I'm Robin from Buffalo.
In 2000 I bought my first digital camera, a Polaroid Digital 320. My husband and I bought it on a lark at the Toronto airport for my birthday present. It cost C $80 as I recall. We were flying out to Calgary with two kids for a two week vacation. The kids each had some some kind of Vivitar 36 mm point and shoot film cameras while the adults' serious camera was my husband's Olympus XA 35mm film camera, which he had bought way back in 1982. The Polaroid 320 was really nothing more than a toy camera---it's resolution is 320x240 or 76K pixels. But it was still a lot of fun to download the pics onto my husband's PC each night and fiddle with the camera's software to "improve" those very primitive pictures while we were accumulating lots of rolls of film to develop once we got back home.

§ RECORD EXCERPTS:
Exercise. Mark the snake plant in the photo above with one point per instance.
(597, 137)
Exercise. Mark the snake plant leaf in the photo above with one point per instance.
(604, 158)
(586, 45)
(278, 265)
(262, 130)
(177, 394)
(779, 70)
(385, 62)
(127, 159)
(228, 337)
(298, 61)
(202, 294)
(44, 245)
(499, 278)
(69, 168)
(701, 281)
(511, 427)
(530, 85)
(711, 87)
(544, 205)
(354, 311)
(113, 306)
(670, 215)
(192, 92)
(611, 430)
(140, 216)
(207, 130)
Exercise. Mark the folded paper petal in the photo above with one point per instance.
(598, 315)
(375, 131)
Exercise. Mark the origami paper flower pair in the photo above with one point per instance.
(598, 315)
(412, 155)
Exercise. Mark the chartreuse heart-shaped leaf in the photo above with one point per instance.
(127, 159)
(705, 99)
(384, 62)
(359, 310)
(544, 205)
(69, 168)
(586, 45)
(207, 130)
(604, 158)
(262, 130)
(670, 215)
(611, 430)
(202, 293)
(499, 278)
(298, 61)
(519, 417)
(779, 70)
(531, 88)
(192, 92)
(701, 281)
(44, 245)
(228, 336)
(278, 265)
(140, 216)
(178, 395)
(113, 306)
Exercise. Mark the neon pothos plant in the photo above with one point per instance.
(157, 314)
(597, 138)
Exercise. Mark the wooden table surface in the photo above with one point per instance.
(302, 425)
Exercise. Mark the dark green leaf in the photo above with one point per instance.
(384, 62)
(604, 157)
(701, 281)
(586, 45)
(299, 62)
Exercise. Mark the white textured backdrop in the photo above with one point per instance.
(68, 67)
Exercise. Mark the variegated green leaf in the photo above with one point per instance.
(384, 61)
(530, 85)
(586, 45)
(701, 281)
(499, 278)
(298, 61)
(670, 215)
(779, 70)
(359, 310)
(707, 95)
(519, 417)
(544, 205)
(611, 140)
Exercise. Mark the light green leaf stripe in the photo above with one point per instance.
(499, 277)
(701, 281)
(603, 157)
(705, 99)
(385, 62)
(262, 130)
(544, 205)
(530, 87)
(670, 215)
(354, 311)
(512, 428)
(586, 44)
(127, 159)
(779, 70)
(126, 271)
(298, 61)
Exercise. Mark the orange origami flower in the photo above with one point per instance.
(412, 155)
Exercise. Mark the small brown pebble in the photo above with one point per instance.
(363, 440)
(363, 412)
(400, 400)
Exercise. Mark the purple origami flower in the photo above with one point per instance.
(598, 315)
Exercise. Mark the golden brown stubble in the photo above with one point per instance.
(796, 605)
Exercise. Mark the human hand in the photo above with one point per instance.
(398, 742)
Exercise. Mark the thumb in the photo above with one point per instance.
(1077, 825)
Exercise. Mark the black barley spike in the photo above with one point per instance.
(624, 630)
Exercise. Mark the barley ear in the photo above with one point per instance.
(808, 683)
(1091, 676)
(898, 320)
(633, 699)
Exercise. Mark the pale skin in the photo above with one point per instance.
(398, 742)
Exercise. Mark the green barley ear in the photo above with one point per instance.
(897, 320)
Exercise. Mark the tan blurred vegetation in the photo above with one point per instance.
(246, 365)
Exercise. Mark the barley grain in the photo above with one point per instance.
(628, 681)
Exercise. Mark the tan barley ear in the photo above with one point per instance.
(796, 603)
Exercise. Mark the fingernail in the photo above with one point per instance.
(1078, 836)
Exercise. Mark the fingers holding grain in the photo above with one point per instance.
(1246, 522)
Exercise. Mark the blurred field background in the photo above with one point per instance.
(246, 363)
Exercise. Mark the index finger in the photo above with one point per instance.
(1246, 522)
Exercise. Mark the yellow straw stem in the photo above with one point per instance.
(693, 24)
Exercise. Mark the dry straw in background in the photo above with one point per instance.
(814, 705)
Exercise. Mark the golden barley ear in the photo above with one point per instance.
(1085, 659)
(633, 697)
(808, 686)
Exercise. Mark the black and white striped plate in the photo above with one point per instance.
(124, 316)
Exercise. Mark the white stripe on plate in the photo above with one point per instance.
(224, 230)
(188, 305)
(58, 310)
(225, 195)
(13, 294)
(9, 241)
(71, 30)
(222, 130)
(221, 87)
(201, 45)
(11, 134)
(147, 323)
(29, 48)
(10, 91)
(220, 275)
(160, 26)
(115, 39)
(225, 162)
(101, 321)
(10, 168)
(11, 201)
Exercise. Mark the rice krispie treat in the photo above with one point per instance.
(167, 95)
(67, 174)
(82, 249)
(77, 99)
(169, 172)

§ TO DO: Rewrite the digital camera passage from "I'm Robin from" up to and including "got back home.", putting "Vancouver" wherever "Calgary" appears. The records are not needed here.

§ ANSWER AREA:
I'm Robin from Buffalo.
In 2000 I bought my first digital camera, a Polaroid Digital 320. My husband and I bought it on a lark at the Toronto airport for my birthday present. It cost C $80 as I recall. We were flying out to Vancouver with two kids for a two week vacation. The kids each had some some kind of Vivitar 36 mm point and shoot film cameras while the adults' serious camera was my husband's Olympus XA 35mm film camera, which he had bought way back in 1982. The Polaroid 320 was really nothing more than a toy camera---it's resolution is 320x240 or 76K pixels. But it was still a lot of fun to download the pics onto my husband's PC each night and fiddle with the camera's software to "improve" those very primitive pictures while we were accumulating lots of rolls of film to develop once we got back home.